#### Task statement
Reproduce everything from the line containing "of the unopened" down to the end of the records, requests included, and shift each coordinate in the answers by adding 65 to it.

#### Entries from a pointing dataset

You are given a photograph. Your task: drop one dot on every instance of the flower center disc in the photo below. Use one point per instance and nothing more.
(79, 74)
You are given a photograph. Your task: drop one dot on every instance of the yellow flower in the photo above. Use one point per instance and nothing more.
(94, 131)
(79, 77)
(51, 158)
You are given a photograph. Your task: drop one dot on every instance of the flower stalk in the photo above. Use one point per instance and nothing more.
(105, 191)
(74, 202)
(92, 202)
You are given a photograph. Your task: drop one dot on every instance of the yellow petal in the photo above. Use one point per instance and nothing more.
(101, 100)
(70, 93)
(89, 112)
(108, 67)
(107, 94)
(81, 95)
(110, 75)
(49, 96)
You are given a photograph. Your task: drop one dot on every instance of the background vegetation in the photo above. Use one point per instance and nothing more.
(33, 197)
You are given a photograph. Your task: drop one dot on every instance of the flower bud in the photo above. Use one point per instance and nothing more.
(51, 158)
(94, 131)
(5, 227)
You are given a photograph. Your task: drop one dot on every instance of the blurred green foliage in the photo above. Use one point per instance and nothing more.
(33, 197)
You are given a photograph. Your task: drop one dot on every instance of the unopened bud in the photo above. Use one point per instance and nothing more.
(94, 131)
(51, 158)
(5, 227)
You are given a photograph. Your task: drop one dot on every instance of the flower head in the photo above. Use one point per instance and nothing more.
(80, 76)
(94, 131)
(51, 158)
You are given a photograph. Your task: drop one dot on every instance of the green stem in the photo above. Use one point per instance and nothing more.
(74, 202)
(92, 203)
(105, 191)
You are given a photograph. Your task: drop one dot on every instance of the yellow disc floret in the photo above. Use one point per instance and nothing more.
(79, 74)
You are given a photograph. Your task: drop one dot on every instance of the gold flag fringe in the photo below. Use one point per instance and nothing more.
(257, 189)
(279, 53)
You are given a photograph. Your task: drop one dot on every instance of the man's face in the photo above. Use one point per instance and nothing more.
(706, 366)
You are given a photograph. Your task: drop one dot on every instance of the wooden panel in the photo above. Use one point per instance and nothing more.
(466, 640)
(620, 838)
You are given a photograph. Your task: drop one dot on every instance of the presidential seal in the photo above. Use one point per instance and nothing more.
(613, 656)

#### Final result
You are given a photograph. Your task: drop one dot on every instance of the unopened bud in the photo above. Use one point per instance and nothing more.
(159, 196)
(116, 223)
(70, 292)
You are given a photograph. Your task: drop one dot on every instance of the flower head in the photo above. Use one point per instance and nothing more.
(145, 141)
(159, 196)
(116, 223)
You are given a photograph. Your task: drop one dot on every instance of the green stem in the photo above. Use one point per instance and nothing more.
(139, 267)
(157, 268)
(170, 256)
You are given a photograph. Your task: drop one dot on every instance of the yellow disc floret in the photo above. Use one point per instance and nothing more.
(144, 139)
You are given a photograph. Your task: drop one dot on every instance of the gold flag fringe in the photo below. Use one point per instance and nothing more.
(322, 254)
(344, 118)
You are given a photograph. Your task: drop one dot on every instance of the man's face in the photo above. Use one point per instance and nothing more.
(771, 431)
You are given a photograph. Your task: drop one dot on every instance of the wooden panel in the photo above. Use one point per instance and nothing more.
(531, 705)
(685, 903)
You are given a photograph. Your task: drop one dot on every instance of the presidential seal in the photo above. Use one point per instance and nothing more.
(678, 721)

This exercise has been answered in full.